*Written request*. Collect every line in the records below that contains the word "horizon", and copy each such line in full.

*Information supplied*.
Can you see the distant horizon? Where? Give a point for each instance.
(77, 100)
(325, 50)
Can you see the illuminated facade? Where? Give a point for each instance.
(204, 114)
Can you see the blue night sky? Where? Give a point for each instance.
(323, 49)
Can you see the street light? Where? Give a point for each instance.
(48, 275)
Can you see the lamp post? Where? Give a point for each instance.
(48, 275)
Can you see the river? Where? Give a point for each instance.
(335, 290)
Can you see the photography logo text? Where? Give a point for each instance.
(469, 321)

...

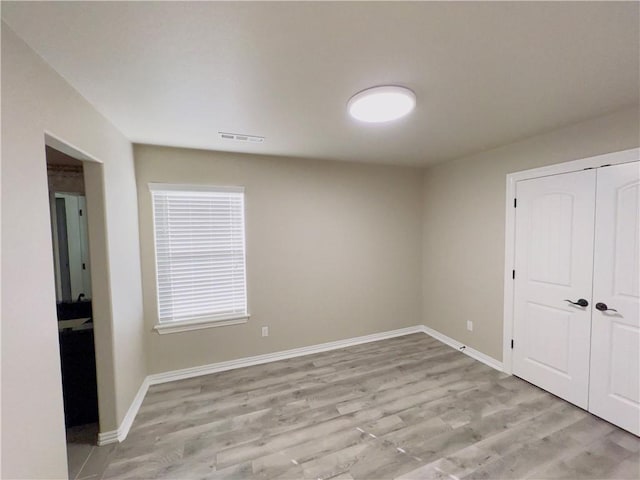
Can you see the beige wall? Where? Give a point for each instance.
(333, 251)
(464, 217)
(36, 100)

*Exercise solution*.
Can you see the distant horizon? Where? Give a point for each instance.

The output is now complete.